■ Region pointing data
* * * *
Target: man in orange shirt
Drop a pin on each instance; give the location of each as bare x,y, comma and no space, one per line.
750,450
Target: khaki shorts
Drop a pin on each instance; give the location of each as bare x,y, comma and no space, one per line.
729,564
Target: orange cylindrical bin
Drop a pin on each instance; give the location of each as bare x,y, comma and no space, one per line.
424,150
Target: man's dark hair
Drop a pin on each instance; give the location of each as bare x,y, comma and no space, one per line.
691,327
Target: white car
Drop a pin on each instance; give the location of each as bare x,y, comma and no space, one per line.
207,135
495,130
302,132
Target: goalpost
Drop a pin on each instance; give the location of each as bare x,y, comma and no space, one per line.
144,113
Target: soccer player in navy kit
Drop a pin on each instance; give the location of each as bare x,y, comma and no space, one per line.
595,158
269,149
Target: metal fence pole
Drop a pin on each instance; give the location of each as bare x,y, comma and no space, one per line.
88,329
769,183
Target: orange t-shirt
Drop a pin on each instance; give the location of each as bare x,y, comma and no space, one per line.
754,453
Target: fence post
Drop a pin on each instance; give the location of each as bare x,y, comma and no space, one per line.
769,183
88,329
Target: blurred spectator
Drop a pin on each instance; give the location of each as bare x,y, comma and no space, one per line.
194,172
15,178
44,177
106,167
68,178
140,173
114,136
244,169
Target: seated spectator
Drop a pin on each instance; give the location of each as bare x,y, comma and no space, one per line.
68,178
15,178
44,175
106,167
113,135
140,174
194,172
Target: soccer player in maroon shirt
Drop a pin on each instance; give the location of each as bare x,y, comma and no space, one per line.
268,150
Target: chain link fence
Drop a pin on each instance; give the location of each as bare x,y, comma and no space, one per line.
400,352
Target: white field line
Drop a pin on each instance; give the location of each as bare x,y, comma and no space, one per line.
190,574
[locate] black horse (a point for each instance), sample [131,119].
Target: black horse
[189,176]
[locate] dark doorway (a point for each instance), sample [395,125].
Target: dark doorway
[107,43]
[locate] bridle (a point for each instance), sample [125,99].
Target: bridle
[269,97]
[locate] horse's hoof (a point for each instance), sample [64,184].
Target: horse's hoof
* * * *
■ What to do
Identify each line in the records above that contains the word "white", and copy it out in full.

■ Completed exercise
Target: white car
Target: white field line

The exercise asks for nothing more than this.